С детства увлекался сказками и сказочными фильмами, много читал и фантазировал на темы волшебных сказок. Больше всего любил кельтские сказки и сказки балканских народов. Профессионально музыкой начал заниматься поздно: в 20 лет поступил в музыкальный колледж по классу виолончель. Параллельно осваивал гитару, мандолину, флейту и всевозможные дудочки.
В 1998 году основал группу *Ann’ Sannat* (в переводе с эльфийского языка Д.Р.Р. Толкиена означает “сказки, отображенные в песнях”), которая исполняла ирландскую, балканскую, молдавскую народную музыку в собственных оригинальных аранжировках, а также авторские композиции.

## УСЛОВИЕ ЗАДАНИЯ
Перечислите, пожалуйста, все музыкальные инструменты, упомянутые в тексте для чтения. Материалы, приведённые дальше, здесь не используются.

## ИСХОДНЫЕ ДАННЫЕ
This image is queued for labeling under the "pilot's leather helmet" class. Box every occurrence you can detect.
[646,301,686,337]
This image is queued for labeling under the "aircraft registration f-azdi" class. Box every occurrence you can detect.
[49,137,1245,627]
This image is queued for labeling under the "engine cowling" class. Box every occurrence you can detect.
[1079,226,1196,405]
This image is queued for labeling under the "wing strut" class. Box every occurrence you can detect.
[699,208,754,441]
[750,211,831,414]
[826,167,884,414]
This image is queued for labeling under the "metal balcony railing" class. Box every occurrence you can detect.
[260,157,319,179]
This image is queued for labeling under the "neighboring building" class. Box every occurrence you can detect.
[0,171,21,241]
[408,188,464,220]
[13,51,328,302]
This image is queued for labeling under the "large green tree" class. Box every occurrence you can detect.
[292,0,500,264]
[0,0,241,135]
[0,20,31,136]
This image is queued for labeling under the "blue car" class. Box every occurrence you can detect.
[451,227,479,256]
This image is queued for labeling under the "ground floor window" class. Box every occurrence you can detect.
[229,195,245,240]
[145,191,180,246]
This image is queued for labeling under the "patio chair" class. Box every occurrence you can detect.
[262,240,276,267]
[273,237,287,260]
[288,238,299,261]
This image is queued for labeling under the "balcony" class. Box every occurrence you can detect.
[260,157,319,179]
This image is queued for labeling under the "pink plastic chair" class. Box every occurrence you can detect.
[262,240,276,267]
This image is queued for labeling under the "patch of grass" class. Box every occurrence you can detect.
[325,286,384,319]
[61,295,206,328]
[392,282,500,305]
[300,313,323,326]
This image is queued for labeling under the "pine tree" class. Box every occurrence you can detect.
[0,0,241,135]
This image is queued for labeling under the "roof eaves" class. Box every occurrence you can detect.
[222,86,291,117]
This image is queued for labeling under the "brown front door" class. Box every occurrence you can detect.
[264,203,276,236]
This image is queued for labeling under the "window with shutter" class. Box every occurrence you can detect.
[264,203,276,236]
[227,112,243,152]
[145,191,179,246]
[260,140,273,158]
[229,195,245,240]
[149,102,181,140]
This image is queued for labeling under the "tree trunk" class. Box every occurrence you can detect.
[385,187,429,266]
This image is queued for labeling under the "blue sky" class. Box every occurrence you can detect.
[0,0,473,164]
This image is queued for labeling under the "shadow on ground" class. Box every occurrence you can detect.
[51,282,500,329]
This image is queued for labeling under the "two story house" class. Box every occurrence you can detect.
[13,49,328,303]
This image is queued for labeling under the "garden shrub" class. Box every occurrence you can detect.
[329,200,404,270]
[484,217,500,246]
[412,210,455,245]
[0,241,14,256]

* * *

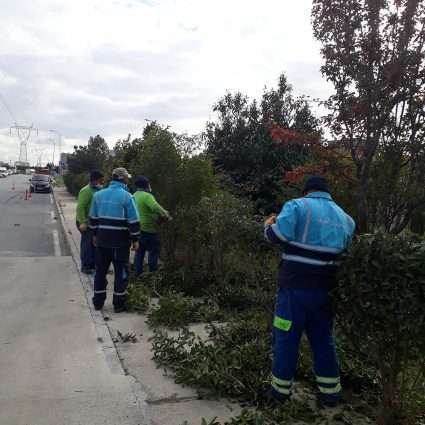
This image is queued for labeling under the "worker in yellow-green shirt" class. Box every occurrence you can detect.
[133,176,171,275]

## РЕШЕНИЕ ЗАДАНИЯ
Виолончель, гитара, мандолина, флейта, дудочки.